A line belongs in the answer only if it contains the word "head"; copy every such line from the listing below.

(Supplied records Opens)

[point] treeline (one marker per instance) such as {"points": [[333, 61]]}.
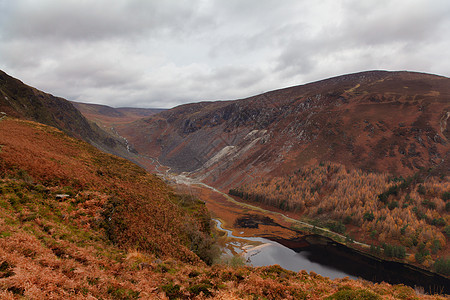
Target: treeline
{"points": [[408, 212]]}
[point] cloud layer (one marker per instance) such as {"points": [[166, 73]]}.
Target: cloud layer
{"points": [[165, 53]]}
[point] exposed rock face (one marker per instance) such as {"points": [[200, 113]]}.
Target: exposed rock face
{"points": [[379, 121]]}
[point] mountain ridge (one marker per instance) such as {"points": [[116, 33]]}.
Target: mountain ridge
{"points": [[347, 119]]}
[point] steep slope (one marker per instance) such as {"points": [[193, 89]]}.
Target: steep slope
{"points": [[81, 224], [104, 115], [381, 121], [22, 101]]}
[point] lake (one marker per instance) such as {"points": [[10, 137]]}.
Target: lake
{"points": [[333, 260]]}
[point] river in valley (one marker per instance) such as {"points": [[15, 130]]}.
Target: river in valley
{"points": [[330, 259]]}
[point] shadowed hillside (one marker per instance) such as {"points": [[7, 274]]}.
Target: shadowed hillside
{"points": [[22, 101], [78, 223], [379, 121]]}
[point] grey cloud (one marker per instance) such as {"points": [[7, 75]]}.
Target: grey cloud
{"points": [[164, 53]]}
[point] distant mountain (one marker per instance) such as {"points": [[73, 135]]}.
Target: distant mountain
{"points": [[104, 114], [382, 121], [22, 101]]}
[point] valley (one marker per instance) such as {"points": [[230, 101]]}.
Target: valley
{"points": [[299, 166]]}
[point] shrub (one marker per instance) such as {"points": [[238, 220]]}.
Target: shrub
{"points": [[338, 227], [368, 216], [172, 290], [348, 294], [446, 196], [392, 205], [394, 251], [447, 230], [196, 289]]}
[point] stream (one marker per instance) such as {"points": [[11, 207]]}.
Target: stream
{"points": [[269, 252]]}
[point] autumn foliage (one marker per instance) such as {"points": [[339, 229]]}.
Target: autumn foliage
{"points": [[410, 212], [76, 223]]}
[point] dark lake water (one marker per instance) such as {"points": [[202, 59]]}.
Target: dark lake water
{"points": [[333, 260]]}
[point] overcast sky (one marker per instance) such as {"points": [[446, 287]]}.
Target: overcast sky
{"points": [[162, 53]]}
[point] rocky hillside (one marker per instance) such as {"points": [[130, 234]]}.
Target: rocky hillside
{"points": [[81, 224], [22, 101], [394, 122], [104, 115]]}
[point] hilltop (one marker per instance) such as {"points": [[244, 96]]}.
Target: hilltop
{"points": [[380, 121], [76, 222]]}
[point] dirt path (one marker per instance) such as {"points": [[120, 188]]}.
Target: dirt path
{"points": [[182, 179]]}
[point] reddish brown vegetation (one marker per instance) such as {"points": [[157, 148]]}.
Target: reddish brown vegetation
{"points": [[57, 247], [376, 207]]}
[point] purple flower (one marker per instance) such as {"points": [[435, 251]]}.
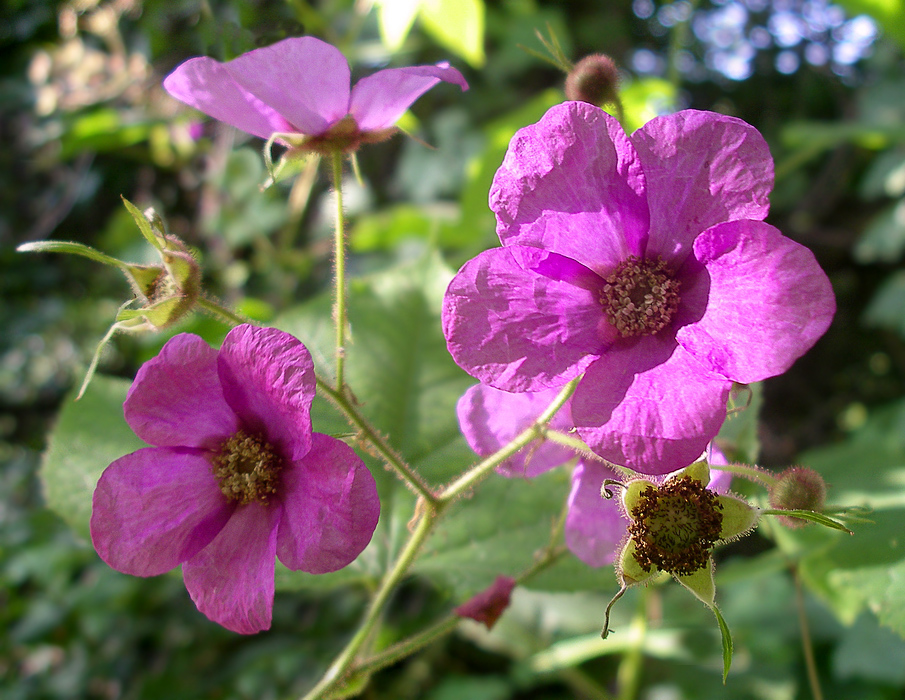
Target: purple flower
{"points": [[643, 263], [235, 477], [595, 527], [301, 86]]}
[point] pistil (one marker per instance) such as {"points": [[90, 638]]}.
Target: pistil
{"points": [[640, 297], [248, 468]]}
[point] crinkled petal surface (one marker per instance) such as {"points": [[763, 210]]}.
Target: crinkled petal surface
{"points": [[206, 85], [156, 508], [701, 169], [523, 319], [176, 399], [268, 380], [649, 406], [768, 302], [380, 99], [490, 418], [572, 184], [594, 524], [232, 579], [330, 508], [304, 79]]}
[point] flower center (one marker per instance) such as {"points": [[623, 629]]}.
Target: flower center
{"points": [[640, 297], [248, 468], [675, 526]]}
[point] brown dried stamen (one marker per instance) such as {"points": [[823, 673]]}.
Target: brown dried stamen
{"points": [[248, 468], [674, 526], [640, 297]]}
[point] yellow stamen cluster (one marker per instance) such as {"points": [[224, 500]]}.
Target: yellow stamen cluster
{"points": [[640, 297], [248, 468]]}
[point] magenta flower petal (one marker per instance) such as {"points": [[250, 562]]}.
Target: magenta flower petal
{"points": [[156, 508], [768, 302], [232, 579], [268, 380], [656, 415], [521, 319], [206, 85], [304, 79], [594, 525], [176, 399], [330, 508], [701, 169], [573, 184], [490, 418], [379, 100]]}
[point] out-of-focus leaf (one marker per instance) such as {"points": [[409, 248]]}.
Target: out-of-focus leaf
{"points": [[646, 98], [866, 569], [88, 436], [883, 239], [458, 25], [889, 14], [887, 308]]}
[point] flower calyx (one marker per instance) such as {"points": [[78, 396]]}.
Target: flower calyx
{"points": [[674, 525]]}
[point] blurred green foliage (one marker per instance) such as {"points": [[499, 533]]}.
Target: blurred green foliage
{"points": [[84, 120]]}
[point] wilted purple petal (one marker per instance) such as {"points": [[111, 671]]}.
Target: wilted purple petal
{"points": [[380, 99], [573, 184], [330, 508], [701, 169], [268, 380], [487, 606], [654, 410], [156, 508], [491, 418], [594, 525], [769, 302], [522, 319], [176, 399], [304, 79], [205, 84], [232, 579]]}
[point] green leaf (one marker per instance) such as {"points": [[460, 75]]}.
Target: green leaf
{"points": [[458, 25], [726, 638], [88, 436], [866, 570], [890, 15], [887, 307], [395, 19]]}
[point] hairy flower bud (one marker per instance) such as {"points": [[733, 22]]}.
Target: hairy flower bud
{"points": [[594, 79], [798, 488]]}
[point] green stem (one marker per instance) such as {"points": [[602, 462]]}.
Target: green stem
{"points": [[628, 675], [579, 446], [221, 311], [339, 246], [380, 445], [810, 663], [533, 432], [342, 666], [748, 472]]}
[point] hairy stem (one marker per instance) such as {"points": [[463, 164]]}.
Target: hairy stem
{"points": [[533, 432], [342, 666], [339, 253], [383, 449]]}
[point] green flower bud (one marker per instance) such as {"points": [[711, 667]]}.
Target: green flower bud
{"points": [[798, 488]]}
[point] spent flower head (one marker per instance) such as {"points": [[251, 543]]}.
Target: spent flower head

(Supplied records Closes)

Result of this task:
[point] spent flower head (one marker per instance) such as {"points": [[251, 543]]}.
Target: spent flower head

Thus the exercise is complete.